Your task>
Reproduce the lines starting with the one containing "query: plant stem" and ending with the one containing "Provide the mask of every instance of the plant", both included, character for character.

Segmentation data
== == ==

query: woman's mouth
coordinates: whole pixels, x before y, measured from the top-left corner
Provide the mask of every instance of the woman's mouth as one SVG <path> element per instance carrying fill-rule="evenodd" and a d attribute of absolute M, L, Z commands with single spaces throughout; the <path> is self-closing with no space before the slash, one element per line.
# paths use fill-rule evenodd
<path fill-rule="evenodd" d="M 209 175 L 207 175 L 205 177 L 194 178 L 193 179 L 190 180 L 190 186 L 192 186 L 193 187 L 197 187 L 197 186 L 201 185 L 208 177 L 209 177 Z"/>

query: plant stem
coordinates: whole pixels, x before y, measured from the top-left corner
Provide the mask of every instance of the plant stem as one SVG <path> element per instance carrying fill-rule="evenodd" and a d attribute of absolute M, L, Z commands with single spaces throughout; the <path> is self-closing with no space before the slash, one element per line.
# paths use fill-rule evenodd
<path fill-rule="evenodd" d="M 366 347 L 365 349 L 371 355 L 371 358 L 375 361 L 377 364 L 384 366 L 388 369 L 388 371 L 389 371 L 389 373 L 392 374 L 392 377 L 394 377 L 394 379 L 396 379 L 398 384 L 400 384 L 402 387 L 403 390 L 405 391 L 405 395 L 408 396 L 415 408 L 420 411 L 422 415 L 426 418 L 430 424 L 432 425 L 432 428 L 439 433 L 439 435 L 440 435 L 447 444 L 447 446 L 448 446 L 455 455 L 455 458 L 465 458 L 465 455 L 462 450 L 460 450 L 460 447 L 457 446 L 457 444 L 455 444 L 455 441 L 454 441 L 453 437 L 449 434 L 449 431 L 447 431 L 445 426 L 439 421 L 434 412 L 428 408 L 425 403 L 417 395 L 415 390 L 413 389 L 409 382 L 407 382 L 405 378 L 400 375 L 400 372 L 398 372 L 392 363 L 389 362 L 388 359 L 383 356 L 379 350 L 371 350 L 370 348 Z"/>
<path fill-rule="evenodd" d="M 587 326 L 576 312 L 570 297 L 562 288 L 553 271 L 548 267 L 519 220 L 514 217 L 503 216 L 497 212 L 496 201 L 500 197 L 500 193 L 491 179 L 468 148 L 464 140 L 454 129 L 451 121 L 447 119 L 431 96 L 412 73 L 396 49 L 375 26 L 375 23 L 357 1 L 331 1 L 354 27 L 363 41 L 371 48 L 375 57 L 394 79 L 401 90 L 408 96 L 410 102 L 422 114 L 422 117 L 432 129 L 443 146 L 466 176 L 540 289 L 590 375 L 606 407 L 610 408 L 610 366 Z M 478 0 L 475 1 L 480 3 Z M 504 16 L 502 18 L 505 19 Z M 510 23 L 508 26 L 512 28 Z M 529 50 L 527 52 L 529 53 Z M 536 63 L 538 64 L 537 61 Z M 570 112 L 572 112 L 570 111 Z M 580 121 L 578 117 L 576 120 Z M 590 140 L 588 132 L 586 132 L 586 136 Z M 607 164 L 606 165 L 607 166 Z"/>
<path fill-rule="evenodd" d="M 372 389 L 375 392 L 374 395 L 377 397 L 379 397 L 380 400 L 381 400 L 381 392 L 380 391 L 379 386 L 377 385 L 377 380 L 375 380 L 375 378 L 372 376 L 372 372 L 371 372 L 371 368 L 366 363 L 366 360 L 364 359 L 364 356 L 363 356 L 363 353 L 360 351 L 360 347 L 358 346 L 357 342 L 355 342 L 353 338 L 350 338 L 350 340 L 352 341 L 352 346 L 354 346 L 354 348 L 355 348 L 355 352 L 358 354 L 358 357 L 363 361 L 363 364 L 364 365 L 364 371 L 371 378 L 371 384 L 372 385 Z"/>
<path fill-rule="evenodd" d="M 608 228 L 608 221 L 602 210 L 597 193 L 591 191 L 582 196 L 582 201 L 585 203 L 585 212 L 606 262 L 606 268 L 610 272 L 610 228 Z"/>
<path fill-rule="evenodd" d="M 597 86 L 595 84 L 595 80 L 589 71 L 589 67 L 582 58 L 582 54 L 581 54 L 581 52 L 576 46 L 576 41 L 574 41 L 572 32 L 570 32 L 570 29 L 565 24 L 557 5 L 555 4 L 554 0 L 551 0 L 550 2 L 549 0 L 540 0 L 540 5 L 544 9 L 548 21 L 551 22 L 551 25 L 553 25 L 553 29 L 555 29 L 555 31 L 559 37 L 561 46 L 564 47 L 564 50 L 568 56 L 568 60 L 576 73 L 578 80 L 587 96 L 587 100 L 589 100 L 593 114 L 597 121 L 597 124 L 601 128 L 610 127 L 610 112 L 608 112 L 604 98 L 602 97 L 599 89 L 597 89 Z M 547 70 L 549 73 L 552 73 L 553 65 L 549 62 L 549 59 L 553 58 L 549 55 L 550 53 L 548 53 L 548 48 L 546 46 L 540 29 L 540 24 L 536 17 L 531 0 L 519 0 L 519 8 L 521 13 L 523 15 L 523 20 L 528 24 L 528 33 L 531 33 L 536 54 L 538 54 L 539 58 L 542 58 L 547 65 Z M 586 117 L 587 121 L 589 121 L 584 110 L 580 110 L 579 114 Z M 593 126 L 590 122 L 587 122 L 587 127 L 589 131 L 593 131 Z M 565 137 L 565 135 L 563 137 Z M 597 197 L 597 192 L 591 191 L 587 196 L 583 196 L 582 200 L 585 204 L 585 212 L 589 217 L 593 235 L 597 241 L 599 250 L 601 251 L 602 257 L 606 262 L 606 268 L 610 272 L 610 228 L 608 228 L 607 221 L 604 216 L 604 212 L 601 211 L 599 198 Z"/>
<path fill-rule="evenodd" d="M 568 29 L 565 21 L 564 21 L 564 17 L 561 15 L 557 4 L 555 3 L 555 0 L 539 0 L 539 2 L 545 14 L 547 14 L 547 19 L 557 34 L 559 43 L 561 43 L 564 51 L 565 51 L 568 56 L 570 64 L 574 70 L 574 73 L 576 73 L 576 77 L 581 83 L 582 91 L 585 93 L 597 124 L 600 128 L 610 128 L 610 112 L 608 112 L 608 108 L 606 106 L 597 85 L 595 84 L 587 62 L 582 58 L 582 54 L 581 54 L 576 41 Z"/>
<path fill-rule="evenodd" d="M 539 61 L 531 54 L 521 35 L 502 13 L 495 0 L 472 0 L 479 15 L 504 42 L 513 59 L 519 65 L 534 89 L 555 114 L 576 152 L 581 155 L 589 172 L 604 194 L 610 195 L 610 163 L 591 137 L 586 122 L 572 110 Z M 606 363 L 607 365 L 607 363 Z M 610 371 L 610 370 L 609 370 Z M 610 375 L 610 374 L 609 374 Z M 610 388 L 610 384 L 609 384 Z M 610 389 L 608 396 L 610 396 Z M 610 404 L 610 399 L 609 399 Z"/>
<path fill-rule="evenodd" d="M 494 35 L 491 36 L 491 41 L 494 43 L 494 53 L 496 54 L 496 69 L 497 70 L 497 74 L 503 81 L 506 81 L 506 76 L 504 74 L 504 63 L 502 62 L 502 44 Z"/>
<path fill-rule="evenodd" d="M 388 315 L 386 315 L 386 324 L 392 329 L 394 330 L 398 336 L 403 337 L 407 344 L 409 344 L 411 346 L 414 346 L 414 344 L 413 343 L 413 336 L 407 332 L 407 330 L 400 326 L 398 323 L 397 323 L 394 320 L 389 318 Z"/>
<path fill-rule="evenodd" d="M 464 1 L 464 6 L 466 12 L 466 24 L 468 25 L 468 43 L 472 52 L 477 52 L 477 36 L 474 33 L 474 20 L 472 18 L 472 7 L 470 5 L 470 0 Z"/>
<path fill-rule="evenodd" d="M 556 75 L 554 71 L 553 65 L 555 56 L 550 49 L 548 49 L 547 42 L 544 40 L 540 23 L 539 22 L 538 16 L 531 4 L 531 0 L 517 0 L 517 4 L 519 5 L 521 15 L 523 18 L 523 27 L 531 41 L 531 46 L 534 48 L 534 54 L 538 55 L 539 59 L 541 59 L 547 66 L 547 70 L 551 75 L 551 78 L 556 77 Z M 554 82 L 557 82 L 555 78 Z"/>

== == ==

The completed task>
query: plant stem
coordinates: whole pixels, x before y, measured from the top-left corner
Provide the mask of every instance of the plant stem as one SVG <path> element per instance carrying fill-rule="evenodd" and a d attribute of absolute M, L, Z commands with single spaces throughout; the <path> is self-closing with no space before the slash, one element per line.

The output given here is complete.